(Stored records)
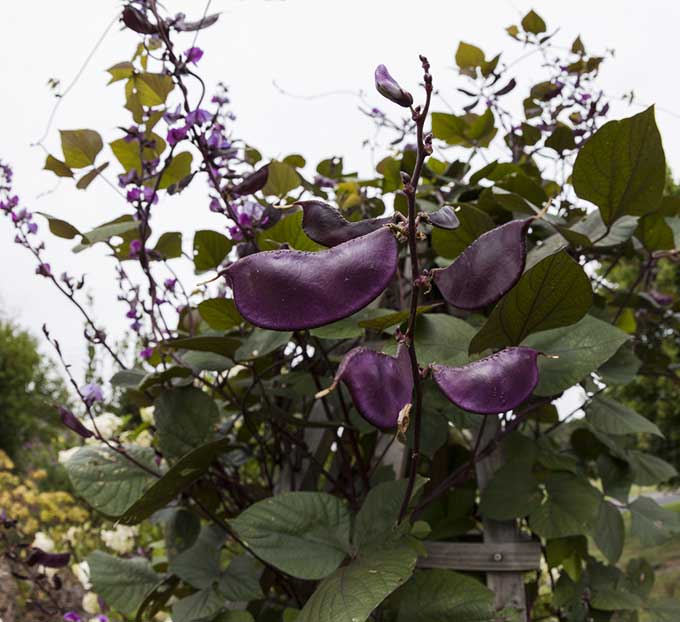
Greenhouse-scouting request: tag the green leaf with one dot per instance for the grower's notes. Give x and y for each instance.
(305, 534)
(153, 88)
(177, 479)
(377, 519)
(354, 591)
(287, 231)
(282, 178)
(184, 419)
(58, 167)
(108, 481)
(437, 595)
(177, 170)
(651, 523)
(612, 417)
(512, 492)
(582, 348)
(443, 339)
(261, 342)
(555, 292)
(570, 509)
(609, 533)
(622, 168)
(210, 249)
(532, 22)
(80, 147)
(122, 583)
(469, 56)
(59, 227)
(220, 313)
(169, 245)
(473, 222)
(85, 181)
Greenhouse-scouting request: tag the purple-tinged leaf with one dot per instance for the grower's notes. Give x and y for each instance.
(326, 225)
(252, 183)
(73, 423)
(388, 87)
(492, 385)
(444, 218)
(380, 385)
(135, 20)
(486, 269)
(294, 290)
(49, 560)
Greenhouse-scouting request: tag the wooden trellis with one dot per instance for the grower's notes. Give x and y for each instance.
(503, 555)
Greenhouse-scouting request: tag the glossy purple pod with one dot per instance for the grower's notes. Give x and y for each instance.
(380, 385)
(294, 290)
(444, 218)
(388, 87)
(492, 385)
(486, 269)
(327, 226)
(252, 183)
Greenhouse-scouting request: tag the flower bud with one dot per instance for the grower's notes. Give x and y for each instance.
(388, 87)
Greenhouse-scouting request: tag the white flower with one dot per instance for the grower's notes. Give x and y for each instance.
(81, 572)
(121, 539)
(147, 414)
(42, 541)
(66, 454)
(107, 424)
(91, 603)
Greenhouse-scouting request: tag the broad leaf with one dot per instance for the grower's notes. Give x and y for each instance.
(555, 292)
(305, 534)
(622, 168)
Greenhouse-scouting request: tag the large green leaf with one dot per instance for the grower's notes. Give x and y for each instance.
(582, 348)
(184, 419)
(80, 147)
(182, 474)
(352, 592)
(570, 509)
(622, 169)
(107, 480)
(305, 534)
(555, 292)
(122, 583)
(612, 417)
(437, 595)
(512, 492)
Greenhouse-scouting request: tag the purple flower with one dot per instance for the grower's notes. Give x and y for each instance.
(388, 87)
(135, 248)
(193, 55)
(177, 134)
(73, 423)
(198, 117)
(44, 269)
(173, 117)
(92, 393)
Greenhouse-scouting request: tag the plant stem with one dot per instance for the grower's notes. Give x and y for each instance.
(420, 117)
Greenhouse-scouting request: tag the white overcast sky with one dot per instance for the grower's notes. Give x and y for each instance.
(308, 47)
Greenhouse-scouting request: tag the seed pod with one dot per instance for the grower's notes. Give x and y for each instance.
(49, 560)
(294, 290)
(444, 218)
(380, 385)
(486, 269)
(252, 183)
(326, 225)
(492, 385)
(388, 87)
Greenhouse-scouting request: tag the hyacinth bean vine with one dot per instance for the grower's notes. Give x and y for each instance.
(335, 320)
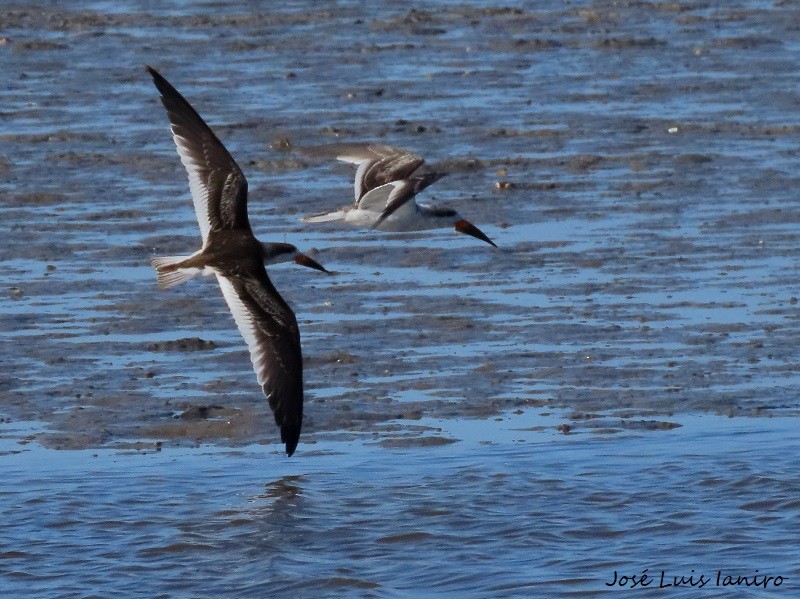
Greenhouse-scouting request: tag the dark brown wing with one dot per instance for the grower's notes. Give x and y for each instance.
(269, 327)
(379, 165)
(219, 189)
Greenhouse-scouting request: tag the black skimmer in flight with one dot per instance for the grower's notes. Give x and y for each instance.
(232, 253)
(386, 182)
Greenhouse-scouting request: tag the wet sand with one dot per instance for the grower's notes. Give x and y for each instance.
(635, 162)
(635, 170)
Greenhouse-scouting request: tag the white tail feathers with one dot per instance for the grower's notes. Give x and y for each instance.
(325, 217)
(169, 274)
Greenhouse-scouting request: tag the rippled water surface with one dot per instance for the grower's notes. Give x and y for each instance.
(613, 389)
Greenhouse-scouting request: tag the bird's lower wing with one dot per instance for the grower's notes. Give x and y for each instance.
(270, 330)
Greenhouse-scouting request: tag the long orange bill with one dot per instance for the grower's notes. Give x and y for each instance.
(464, 226)
(304, 260)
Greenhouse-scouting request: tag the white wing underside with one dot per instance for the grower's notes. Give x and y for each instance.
(326, 217)
(245, 323)
(197, 185)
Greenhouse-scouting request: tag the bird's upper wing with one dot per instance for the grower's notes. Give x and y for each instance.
(218, 186)
(379, 165)
(269, 327)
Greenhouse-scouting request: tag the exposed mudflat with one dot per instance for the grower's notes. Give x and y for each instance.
(635, 162)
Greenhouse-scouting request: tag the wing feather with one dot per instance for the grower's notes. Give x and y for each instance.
(269, 328)
(217, 184)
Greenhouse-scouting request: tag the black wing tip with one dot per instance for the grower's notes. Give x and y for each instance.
(290, 436)
(153, 73)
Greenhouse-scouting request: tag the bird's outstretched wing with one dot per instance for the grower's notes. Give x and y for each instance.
(379, 165)
(404, 191)
(270, 330)
(218, 186)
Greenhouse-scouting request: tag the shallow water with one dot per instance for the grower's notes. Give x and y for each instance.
(647, 274)
(512, 508)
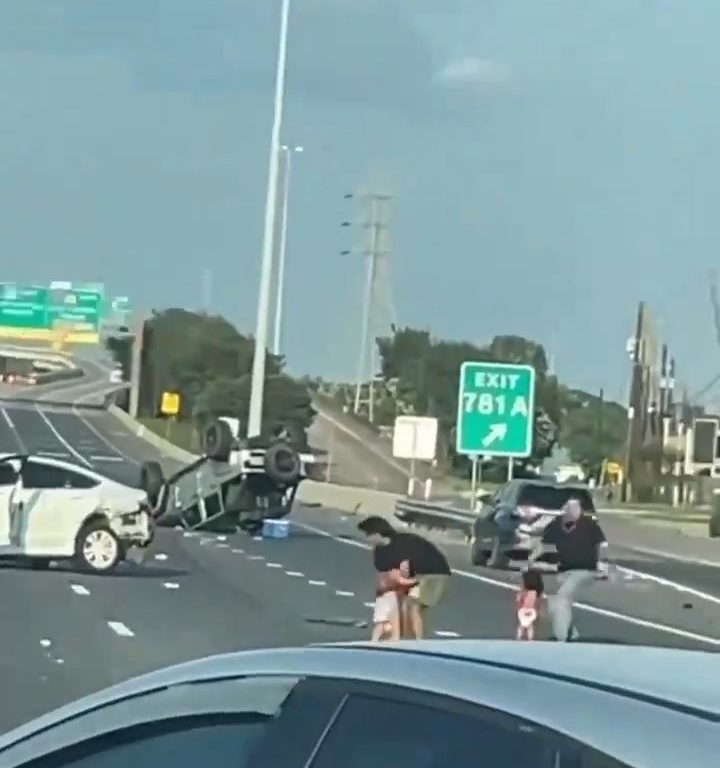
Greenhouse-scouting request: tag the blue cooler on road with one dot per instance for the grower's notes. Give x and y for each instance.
(276, 529)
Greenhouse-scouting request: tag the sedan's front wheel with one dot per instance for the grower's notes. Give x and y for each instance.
(97, 548)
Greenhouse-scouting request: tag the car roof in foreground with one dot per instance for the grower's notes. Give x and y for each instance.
(573, 680)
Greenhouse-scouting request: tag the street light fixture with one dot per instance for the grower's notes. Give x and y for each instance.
(287, 153)
(257, 387)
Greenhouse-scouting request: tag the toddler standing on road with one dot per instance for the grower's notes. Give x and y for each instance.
(391, 586)
(527, 604)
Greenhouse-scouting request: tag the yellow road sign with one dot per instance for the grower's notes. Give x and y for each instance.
(170, 404)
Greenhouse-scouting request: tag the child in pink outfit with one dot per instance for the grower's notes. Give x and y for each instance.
(527, 604)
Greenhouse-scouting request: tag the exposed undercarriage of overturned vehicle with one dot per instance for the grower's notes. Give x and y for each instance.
(230, 486)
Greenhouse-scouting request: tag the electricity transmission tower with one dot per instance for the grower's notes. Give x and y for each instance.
(377, 307)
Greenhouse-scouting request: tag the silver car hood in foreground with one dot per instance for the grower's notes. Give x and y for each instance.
(646, 707)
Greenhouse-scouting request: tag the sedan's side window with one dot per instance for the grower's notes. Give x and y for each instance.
(371, 731)
(186, 742)
(36, 476)
(79, 480)
(8, 474)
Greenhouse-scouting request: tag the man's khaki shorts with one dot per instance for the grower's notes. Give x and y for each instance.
(429, 589)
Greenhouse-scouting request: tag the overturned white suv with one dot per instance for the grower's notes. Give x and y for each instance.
(53, 510)
(234, 484)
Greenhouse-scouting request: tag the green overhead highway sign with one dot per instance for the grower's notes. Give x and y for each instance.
(40, 312)
(496, 409)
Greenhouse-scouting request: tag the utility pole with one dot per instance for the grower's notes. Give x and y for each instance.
(136, 368)
(635, 404)
(207, 290)
(376, 227)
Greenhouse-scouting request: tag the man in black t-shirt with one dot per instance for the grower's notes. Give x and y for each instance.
(419, 559)
(579, 542)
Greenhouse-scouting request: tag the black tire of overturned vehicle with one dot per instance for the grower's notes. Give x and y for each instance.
(151, 480)
(282, 464)
(218, 441)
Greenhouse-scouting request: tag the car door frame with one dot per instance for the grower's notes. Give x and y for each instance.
(46, 534)
(292, 734)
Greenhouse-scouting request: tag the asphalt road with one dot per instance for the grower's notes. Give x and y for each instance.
(65, 634)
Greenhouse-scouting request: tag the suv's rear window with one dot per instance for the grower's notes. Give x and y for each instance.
(552, 498)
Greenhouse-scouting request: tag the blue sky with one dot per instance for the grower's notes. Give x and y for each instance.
(552, 163)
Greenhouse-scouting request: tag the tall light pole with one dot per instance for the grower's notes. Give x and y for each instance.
(254, 426)
(287, 153)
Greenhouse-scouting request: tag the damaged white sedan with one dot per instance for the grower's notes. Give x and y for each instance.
(52, 509)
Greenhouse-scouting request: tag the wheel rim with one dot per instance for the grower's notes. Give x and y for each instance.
(100, 549)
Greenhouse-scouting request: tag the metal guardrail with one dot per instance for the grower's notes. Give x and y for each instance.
(430, 515)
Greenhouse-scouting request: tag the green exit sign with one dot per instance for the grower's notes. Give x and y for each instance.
(496, 409)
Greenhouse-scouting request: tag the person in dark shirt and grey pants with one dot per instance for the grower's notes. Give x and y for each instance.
(580, 544)
(419, 559)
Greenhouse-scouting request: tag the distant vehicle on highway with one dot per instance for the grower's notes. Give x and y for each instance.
(241, 483)
(511, 520)
(52, 509)
(427, 704)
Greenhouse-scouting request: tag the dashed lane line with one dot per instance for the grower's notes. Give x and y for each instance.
(120, 629)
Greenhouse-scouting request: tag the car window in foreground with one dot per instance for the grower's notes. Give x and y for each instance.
(552, 498)
(187, 742)
(371, 732)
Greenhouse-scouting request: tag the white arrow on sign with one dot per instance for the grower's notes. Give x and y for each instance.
(497, 432)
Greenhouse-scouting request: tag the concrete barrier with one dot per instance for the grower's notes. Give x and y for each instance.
(345, 498)
(164, 446)
(363, 501)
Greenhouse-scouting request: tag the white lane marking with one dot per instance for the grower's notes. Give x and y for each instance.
(7, 418)
(14, 430)
(120, 629)
(678, 558)
(61, 439)
(120, 455)
(631, 573)
(582, 606)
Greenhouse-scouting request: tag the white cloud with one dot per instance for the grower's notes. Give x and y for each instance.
(470, 71)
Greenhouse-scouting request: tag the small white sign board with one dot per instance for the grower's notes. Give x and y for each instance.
(415, 437)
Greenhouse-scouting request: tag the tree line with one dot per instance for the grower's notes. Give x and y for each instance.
(205, 360)
(419, 374)
(208, 363)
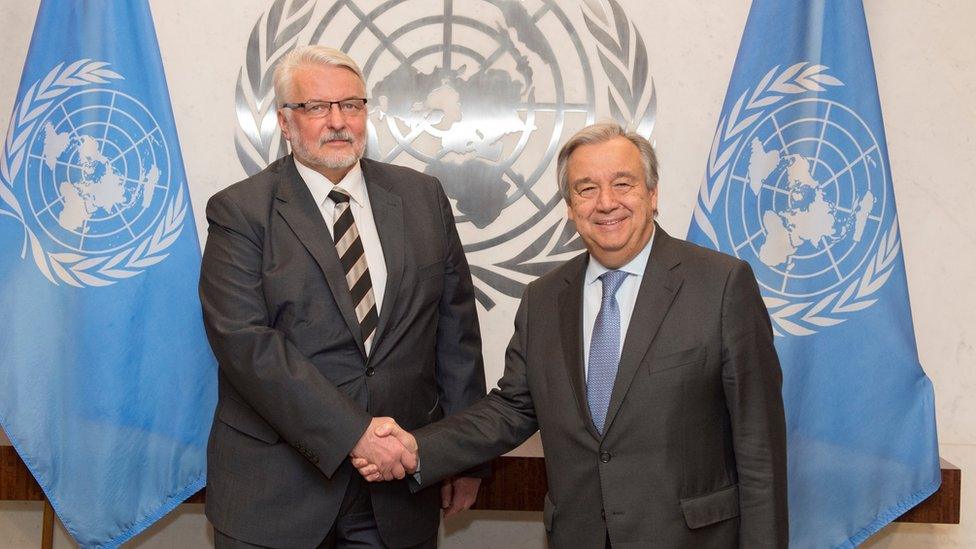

Work task: Leave out the pictures, and write out exactly the lines from the line containing "Greenhouse-scouting request: tag the tree" through the end of the records above.

Result of the task:
Greenhouse-scouting request: tag the tree line with one dot per instance for the grower's notes. Give x and y for each instance.
(205, 360)
(419, 374)
(208, 363)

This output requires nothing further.